Arrange the lines below as a numbered list, from the start of the entries through the line containing "Detect the white ceramic mug.", leaving out any blank lines.

[Saved data entries]
=-=-=-=-=

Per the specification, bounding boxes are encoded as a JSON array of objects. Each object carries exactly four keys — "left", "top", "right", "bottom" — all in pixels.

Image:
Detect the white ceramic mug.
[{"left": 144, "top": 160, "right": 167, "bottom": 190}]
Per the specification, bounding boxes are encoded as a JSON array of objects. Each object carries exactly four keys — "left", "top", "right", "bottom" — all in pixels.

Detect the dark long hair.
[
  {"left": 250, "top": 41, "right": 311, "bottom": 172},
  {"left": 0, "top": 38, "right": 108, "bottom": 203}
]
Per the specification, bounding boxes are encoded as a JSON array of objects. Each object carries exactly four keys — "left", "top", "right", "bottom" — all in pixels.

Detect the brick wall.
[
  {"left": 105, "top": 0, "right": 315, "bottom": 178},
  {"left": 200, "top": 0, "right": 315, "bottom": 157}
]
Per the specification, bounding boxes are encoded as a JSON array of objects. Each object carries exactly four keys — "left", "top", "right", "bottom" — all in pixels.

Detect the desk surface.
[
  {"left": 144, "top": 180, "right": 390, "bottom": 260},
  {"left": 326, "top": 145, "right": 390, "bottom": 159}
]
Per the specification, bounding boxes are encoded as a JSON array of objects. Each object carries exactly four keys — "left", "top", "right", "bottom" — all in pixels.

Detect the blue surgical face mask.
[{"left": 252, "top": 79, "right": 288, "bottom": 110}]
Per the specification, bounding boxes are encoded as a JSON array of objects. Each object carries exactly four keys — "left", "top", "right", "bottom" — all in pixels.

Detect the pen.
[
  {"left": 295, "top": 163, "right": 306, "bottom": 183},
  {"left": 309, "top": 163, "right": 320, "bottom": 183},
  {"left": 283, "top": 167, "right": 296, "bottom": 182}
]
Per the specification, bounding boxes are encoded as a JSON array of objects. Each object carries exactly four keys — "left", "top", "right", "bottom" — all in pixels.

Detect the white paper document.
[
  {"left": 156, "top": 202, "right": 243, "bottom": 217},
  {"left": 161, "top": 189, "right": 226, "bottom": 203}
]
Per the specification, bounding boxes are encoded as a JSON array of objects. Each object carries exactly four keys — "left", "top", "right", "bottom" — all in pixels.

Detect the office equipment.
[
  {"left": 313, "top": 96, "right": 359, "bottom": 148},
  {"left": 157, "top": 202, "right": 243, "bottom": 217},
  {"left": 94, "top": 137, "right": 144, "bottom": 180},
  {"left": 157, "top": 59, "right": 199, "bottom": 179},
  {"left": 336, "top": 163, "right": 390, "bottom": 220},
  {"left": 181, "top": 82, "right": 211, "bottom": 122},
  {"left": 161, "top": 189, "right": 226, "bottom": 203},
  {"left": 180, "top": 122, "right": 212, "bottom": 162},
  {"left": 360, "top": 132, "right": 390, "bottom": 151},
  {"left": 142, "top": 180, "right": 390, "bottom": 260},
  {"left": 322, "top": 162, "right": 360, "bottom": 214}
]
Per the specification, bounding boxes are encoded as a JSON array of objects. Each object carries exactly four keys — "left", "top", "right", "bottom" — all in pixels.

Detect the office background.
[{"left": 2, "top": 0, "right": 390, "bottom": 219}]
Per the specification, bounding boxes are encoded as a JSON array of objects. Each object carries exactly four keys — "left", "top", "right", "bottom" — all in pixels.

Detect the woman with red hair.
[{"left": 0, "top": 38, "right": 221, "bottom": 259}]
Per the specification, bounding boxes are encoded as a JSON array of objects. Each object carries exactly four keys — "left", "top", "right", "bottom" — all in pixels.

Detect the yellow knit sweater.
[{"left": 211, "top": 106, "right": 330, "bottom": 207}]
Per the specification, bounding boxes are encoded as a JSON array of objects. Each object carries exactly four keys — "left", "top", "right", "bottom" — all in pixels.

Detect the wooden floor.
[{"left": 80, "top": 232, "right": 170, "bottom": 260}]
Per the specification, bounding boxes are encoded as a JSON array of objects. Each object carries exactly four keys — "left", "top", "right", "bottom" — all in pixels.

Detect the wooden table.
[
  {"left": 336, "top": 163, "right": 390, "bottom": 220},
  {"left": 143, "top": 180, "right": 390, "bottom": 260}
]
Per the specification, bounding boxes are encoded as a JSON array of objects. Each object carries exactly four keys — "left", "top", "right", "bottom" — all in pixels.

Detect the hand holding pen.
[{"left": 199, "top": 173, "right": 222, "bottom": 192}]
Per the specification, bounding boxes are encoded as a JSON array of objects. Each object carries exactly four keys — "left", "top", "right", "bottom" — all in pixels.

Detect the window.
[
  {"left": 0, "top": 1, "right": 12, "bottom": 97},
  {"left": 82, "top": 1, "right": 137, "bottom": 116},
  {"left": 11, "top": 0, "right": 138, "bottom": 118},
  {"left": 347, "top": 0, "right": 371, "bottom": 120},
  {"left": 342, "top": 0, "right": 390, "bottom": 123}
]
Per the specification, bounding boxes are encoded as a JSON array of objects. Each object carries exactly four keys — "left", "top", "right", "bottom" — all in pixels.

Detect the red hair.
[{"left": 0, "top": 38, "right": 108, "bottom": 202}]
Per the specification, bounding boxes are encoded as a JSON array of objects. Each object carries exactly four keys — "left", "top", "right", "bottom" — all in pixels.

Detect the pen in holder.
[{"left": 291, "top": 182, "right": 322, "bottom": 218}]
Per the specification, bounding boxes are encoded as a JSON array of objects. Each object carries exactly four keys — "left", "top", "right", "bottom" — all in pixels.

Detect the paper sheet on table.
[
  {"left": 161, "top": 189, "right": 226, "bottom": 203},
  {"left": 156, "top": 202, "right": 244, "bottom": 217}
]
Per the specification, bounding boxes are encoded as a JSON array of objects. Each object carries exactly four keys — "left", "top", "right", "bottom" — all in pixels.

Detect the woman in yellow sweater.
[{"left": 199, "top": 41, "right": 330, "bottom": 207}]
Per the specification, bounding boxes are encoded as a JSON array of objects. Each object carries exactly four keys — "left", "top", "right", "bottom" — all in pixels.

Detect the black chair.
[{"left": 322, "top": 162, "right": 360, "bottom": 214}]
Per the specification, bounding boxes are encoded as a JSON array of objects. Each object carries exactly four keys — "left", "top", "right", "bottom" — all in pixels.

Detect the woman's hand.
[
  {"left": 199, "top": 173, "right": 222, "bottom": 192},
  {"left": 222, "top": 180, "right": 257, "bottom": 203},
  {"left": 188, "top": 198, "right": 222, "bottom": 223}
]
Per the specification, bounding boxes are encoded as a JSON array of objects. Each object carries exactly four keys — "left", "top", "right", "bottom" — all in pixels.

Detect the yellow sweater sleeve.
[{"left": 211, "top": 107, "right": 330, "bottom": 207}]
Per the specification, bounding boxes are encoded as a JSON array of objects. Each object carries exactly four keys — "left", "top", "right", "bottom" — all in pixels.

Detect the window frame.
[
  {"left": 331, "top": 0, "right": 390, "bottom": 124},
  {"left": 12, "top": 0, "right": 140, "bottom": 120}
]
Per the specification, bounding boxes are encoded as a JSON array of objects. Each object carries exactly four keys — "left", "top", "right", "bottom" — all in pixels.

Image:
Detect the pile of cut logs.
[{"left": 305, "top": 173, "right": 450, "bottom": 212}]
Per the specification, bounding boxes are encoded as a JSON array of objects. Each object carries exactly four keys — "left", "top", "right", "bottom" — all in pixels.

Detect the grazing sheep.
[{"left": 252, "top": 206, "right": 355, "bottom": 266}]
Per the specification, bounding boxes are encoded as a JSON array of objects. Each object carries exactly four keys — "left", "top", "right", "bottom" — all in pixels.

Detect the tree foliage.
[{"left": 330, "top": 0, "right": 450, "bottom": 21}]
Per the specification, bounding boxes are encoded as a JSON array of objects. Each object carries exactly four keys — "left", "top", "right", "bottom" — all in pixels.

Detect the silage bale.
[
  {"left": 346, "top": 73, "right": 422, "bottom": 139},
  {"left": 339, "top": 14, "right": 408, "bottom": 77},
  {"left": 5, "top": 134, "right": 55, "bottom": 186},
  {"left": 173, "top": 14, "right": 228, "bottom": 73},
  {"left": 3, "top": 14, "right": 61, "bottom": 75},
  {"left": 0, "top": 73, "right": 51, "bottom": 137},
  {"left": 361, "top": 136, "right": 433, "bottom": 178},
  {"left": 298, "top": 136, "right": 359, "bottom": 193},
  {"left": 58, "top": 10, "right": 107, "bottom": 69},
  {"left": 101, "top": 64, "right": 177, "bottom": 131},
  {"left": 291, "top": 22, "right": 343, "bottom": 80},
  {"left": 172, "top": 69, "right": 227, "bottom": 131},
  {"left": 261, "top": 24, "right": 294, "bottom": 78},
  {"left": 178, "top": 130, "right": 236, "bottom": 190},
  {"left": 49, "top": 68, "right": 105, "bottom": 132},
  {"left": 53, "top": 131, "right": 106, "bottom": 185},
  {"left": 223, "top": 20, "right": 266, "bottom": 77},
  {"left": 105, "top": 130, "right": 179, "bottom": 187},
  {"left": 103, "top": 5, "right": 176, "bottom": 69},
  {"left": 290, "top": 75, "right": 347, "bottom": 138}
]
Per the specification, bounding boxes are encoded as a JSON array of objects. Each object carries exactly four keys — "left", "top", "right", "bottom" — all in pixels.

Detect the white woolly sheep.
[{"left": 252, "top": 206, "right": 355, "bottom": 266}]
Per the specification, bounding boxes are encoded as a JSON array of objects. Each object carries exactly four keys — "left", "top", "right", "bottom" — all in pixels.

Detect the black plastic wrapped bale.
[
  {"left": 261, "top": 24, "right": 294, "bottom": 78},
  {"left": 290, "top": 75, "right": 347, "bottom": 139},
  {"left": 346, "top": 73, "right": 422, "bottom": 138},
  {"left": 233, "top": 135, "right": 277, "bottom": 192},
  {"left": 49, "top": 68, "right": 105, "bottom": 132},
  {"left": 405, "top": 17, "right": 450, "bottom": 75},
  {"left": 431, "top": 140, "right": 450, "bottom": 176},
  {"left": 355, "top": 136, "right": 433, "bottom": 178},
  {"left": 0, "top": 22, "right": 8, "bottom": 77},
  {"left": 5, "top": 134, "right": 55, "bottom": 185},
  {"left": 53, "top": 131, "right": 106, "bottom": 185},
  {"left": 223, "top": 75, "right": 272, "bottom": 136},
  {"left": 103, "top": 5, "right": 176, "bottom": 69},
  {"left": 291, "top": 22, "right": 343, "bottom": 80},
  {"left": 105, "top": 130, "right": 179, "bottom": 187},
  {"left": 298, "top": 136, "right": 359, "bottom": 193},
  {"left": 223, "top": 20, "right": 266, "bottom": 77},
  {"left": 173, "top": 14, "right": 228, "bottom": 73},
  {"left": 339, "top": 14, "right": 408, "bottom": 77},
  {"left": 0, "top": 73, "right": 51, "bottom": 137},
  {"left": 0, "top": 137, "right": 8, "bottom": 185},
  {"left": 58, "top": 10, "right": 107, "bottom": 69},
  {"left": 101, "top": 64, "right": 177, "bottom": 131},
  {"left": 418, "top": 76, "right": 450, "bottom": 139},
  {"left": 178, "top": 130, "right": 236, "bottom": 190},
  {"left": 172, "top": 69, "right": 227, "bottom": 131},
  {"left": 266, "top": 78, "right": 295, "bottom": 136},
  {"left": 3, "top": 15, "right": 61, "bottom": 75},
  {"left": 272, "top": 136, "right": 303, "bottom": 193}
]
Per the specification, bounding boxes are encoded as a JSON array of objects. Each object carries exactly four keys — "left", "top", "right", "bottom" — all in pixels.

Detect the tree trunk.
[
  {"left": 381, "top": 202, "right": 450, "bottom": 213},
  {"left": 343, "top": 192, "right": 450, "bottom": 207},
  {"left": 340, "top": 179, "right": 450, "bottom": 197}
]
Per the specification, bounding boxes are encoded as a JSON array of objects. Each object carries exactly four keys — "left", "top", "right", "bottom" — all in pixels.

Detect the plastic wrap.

=-=-=-=-=

● **RESULT OF THIS EXERCISE**
1. Per the specification, bounding boxes are encoded as a JSON array of objects. Each object carries exactly four keys — "left", "top", "right", "bottom" — all in pixels.
2. Image:
3. Detect the white ceramic mug.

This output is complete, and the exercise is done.